─── DATA FOR ANALYSIS ───
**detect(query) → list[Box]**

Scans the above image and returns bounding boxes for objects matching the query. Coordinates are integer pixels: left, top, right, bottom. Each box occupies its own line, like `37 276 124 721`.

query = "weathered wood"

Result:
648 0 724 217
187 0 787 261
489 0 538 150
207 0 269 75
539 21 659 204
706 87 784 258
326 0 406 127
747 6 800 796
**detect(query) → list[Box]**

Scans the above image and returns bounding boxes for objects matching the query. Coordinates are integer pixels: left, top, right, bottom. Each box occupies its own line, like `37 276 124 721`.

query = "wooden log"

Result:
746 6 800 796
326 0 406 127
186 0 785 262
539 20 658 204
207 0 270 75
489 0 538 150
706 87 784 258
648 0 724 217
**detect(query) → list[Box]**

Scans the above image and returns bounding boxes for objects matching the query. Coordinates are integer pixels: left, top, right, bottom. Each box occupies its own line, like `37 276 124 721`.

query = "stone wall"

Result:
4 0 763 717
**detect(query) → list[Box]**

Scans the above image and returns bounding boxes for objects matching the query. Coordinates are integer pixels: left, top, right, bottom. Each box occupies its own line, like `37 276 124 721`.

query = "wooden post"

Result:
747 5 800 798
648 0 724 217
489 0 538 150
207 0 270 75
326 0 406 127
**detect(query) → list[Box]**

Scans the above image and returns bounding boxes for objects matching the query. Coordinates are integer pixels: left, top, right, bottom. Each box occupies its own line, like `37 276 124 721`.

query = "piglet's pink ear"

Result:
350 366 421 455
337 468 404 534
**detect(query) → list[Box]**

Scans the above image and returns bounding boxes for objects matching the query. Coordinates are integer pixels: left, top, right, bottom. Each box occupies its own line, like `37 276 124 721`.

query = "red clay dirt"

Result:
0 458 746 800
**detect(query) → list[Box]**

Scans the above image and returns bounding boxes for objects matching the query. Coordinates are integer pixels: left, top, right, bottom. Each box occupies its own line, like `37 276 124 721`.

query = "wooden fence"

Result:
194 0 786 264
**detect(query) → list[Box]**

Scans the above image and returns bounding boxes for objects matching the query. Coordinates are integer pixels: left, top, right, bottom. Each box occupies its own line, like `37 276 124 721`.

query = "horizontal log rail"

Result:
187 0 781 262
───
HOW TO COMPLETE THIS TASK: Repeat every record above precisely.

ANSWER BELOW:
**detect(query) → list[Box]**

Scans the above image and returns bounding boxes for objects matching the query. Coordinates are integer pixels: left, top, right, bottom. Each box occupies its own line, like `37 276 124 721`.

query = "weathered wood"

Result:
648 0 724 217
187 0 787 261
489 0 538 150
207 0 269 75
539 21 659 204
706 87 784 258
326 0 406 127
747 6 800 796
**detect(query) → list[Box]**

Scans the above image and returns bounding boxes for objects matching the query. Coordinates are integer pixels: left, top, right, bottom. Each box occupies its own line, like `37 276 124 721`.

query = "wooden log"

Result:
746 6 800 796
326 0 406 127
186 0 785 262
539 20 658 204
207 0 270 75
489 0 538 150
706 87 784 258
648 0 724 217
**detect(query) → list[Box]**

Scans the above image and returns bounding boxes for objects matching the query. Coordinates are integer pixels: left, top, right, bottom. Each box occupies its own line, like `37 276 124 721`.

query = "stone wall"

Result:
4 0 763 717
**detect(query) → list[Box]**

Scans the above image and returns bounding boxes for objects matching the query. Coordinates are integer pixels: left, top, right, bottom. Each box occupies its own line, like `37 276 124 721`.

query = "wooden post"

Result:
747 5 800 798
648 0 724 217
489 0 538 150
207 0 270 75
326 0 406 127
**detect(query) → list[Box]**

Scans the above image and returns bounding boxes for objects matching the query. Coordinates are integer pixels: left, top, right, bottom. Each box occupies its own line, like `37 276 124 721`.

query = "piglet's pink ear"

Result:
350 366 421 455
337 468 404 534
**detect(query) → list[Box]**

Scans the above image and returns bounding boxes for objects matching the query. Coordinates are integer pixels: left, top, right, bottom. Each box occupies its own line, like `37 276 124 721`.

query = "red clay dirt"

Result:
0 458 746 800
**detect(query) → list[Box]**

Scans the above image and returns bounding boxes for objects matching the query. Coordinates are integer pixels: left, top, right, bottom. Each box occupies its own line, like `37 276 124 721`.

query = "wooden fence"

Result:
194 0 786 264
**detect(query) → list[Box]**

Scans the above image and returns bounding boxes for objects matching the query. Coordinates are integer pixels: left, top, right, bottom. Each box occupies its own line, like `37 276 124 721`.

query = "horizontal log rail"

Result:
187 0 781 262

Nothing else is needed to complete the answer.